Supplied material
▽

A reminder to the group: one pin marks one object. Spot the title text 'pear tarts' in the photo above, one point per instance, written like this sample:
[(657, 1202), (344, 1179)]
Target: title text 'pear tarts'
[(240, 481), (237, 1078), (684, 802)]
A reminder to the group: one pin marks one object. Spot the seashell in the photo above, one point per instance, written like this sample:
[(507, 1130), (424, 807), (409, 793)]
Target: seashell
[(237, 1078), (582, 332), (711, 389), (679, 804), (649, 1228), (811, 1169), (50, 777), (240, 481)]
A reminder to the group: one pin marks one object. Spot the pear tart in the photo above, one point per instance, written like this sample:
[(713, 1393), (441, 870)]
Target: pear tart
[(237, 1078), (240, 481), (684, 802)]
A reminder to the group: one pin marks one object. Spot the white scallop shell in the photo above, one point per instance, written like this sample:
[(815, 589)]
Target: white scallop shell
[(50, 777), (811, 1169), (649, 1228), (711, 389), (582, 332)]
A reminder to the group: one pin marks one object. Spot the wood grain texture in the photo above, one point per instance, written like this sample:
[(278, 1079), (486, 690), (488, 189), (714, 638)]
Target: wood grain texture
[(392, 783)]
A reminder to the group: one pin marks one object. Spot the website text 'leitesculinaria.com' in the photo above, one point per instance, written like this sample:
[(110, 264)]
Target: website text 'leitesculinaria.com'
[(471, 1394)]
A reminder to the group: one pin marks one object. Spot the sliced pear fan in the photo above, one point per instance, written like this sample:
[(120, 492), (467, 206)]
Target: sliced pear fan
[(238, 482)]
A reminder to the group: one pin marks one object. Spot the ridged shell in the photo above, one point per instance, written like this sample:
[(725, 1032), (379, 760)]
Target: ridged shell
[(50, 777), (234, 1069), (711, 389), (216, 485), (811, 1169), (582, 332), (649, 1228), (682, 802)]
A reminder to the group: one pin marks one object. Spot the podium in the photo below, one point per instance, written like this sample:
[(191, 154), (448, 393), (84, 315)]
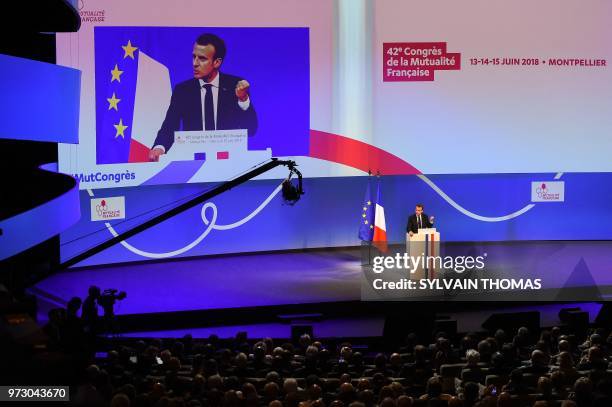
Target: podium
[(422, 246), (220, 153)]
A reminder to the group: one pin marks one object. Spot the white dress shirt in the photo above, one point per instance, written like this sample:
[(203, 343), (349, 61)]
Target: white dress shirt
[(215, 90)]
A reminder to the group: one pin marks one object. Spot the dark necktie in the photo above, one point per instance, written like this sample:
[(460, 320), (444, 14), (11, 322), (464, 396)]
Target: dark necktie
[(209, 111)]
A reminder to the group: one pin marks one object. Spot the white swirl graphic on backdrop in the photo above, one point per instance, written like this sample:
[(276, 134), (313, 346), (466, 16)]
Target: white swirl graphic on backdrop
[(212, 225)]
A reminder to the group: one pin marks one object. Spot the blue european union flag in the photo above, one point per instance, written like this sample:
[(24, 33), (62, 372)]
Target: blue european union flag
[(366, 227)]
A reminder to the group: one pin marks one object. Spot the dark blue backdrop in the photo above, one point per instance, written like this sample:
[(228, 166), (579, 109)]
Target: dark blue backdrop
[(329, 214)]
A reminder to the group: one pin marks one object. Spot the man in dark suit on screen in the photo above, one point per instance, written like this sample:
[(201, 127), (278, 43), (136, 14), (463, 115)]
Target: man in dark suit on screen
[(419, 220), (212, 100)]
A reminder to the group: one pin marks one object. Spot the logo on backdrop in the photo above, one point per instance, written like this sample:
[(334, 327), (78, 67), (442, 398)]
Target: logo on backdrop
[(90, 16), (547, 191), (417, 61), (108, 208)]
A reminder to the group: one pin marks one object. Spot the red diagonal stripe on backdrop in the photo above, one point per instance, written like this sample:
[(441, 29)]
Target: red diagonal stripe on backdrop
[(357, 154)]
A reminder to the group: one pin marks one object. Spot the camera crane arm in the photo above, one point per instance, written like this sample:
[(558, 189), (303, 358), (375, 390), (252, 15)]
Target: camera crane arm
[(179, 209)]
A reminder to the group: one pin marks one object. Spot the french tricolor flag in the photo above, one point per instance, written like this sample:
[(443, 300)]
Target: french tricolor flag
[(380, 226)]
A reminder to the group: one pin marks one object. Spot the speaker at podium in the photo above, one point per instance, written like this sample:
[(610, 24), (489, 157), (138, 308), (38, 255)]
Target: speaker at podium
[(423, 245)]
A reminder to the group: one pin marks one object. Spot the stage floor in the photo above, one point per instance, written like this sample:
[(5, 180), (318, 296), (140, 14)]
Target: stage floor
[(237, 281)]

△

Written request
Rewrite all of the entries with "A reminder to the group" changed to "A note to the team" and everything else left as it is. Leave the pictures out of your answer.

Exercise answer
A note to the team: one pin marks one object. Spot the title text 'pear tarts' in the photo above, one point per instance, written like this sample:
[(657, 1202), (344, 1179)]
Target: title text 'pear tarts'
[(240, 481), (237, 1078), (684, 802)]
A note to the team: one pin marks one object. Spot the seashell in the photo above, one point per instance, written like this sample:
[(507, 1130), (424, 807), (409, 793)]
Target: seashell
[(237, 1078), (582, 332), (711, 389), (679, 804), (649, 1228), (811, 1169), (50, 777), (240, 481)]
A note to the team: one pin marks one object. Spot the pear tart in the photo above, one point per instance, written like this sample:
[(713, 1393), (441, 870)]
Target: pear tart
[(237, 1078), (240, 481), (684, 802)]
A note to the team: one pin marks one object. Spot the white scallop shell in the photo above, one point per instance, written like this sample:
[(815, 589)]
Target: white scallop shell
[(50, 777), (811, 1169), (649, 1228), (711, 389), (582, 332)]
A note to the team: one pin marks one object. Spot the wood grain texture in the photo above, one point per instance, written like this sample:
[(278, 1079), (486, 690), (488, 189), (714, 638)]
Target: wood grain texture
[(392, 783)]
A note to the team: one pin marks one object. Spot the website text 'leitesculinaria.com' in the photo above, one point per instance, written like this sample:
[(110, 264)]
Target: website text 'leitesculinaria.com'
[(471, 1394)]
A note to the team: one pin marks one object. Spot the sliced pear fan in the photo above, one point per instance, written like this sample:
[(120, 492), (467, 206)]
Target: sliced pear fan
[(238, 482)]
A note to the team: one pin marks one object. Spot the ridged shell in the photo above, one point per instance, written like this sample:
[(725, 1032), (379, 760)]
Target: ridged shell
[(50, 777), (234, 1069), (711, 389), (216, 485), (811, 1169), (582, 332), (649, 1228), (682, 802)]
A note to the team: one pin marks one object. Spot the podium in the photo below, one point per instance, written like this sample:
[(191, 154), (448, 393), (84, 315)]
Target: podium
[(422, 246), (220, 153)]
A note to the team: one pin marks one object. Spot the white dress shirt in the photo above, one point per instance, written like this sample:
[(203, 343), (349, 61)]
Target: white dress shirt
[(215, 90)]
A note to the team: one pin marks one object. Spot the dark necktie in the photo above, one point per instance, written like this sample:
[(460, 320), (444, 14), (11, 322), (464, 396)]
Target: dark necktie
[(209, 111)]
A note to the team: one pin marks one object. Spot the white swirl graphic on backdrop in the photo above, one point per instance, written like this sample:
[(276, 134), (313, 346), (466, 16)]
Target: white swirl graphic on backdrop
[(212, 225)]
A note to the team: one pin marks one object. Spot the blue european union flag in the photo above, one point per instance, written like this sample:
[(24, 33), (62, 372)]
Target: blue european union flag
[(366, 227)]
A note to the team: one pin marks one object. Spot the dark blue backdrop in the photo above, one point per instance, written like this sample:
[(228, 166), (579, 109)]
Target: dark blue backdrop
[(329, 214)]
A note to the team: one pin marks one object. Spot the man in dark suit on screen in the photo above, one point per instance, written like this sample:
[(201, 127), (278, 43), (136, 14), (463, 115)]
Target: man in dark suit on screen
[(419, 220), (212, 100)]
A note to the team: one pin marks one object. Spot the logo on backdrop in the photo above, one point per instance, written like this sample:
[(334, 327), (78, 67), (442, 398)]
Target: logo on backdrop
[(90, 16), (547, 191), (417, 61), (108, 208)]
A note to the team: one pin marks one object. Spot the red diagonal stripe on backdrop in the photo above, one point per instance, written like this sample:
[(441, 29)]
Target: red diagonal stripe on backdrop
[(357, 154)]
A note to the team: one pin marks one object. Spot the camera crane arm in the photo above, one point per instance, written like this sample:
[(558, 189), (303, 358), (375, 390), (252, 15)]
Target: camera crane arm
[(179, 209)]
A note to the team: one pin marks one object. Spot the french tricolor flag in the photo above, one point per instance, written like this sample:
[(443, 300)]
Target: french tricolor flag
[(380, 226)]
A note to the team: one pin marks one object. Spot the speaker at podium in the photo above, one point per instance, written like this sample:
[(610, 24), (489, 157), (138, 308), (38, 255)]
Target: speaker at podium
[(423, 245)]
A note to the team: one pin marks one object. Spot the stage floor in the photo above, one point per instance, written like this sample:
[(5, 180), (318, 296), (140, 14)]
Target: stage floor
[(237, 281)]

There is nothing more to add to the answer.